» **Отрывок источника**:
Вы подумайте о коллективном Человеке, для которого Ваша жизнь необходима, как огонь и свет, как радость. Поймите меня, — я говорю не о поцелуях — отнюдь не отрицая их значения, — говорю о женщине как возбудителе культуры, как ее матери.
Простите, что не могу больше писать, у меня отчаянно болит плечо.
Крепко жму руку.
Sorrento.
23.V.26.
А. С. МАКАРЕНКО
3 июня 1926, Сорренто.
А. Макаренко.
Сердечно поздравляю Вас и прошу поздравить колонию с переездом на новое место.
Новых сил, душевной бодрости, веры в свое дело желаю всем вам!
Прекрасное дело делаете Вы, превосходные плоды должно дать оно.

» **Раздел данных**:
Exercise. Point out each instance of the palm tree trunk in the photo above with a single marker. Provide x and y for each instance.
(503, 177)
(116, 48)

» **Задача**: Пожалуйста, продолжите отрывок источника с письмами, начав сразу после его последней фразы. Листинг взят из другого источника.

» **Решённая задача**:
Земля эта — поистине наша земля. Это мы сделали ее плодородной, мы украсили ее городами, избороздили дорогами, создали на ней всевозможные чудеса, мы, люди, в прошлом — ничтожные кусочки бесформенной и немой материи, затем — полузвери, а ныне — смелые зачинатели новой жизни.
Будьте здоровы и уважайте друг друга, не забывая, что в каждом человеке скрыта мудрая сила строителя и что нужно ей дать волю развиться и расцвести, чтоб она обогатила землю еще большими чудесами.
Привет.
Sorrento.
3.VI.26.
И. П. ЛАДЫЖНИКОВУ
8 июня 1926, Сорренто.
Дорогой, старый друг мой, — утешать я не умею, да — разве можно утешить Вас в таком горе? Я ведь знал Екатерину Ивановну, прекрасную душу, редкого человека. Тут — нет и не может быть утешения, я понимаю.
А все-таки хочется сказать Вам что-то, милый мой И. П. Должны мы жить, обязаны работать, обязывает нас к этому чувство самоуважения. Начато, — надо продолжать. Огромный труд, совершаемый в России, требует таких людей, непоколебимо честных, как Вы. Не в этом ли забвение несчастия, постигшего Вас?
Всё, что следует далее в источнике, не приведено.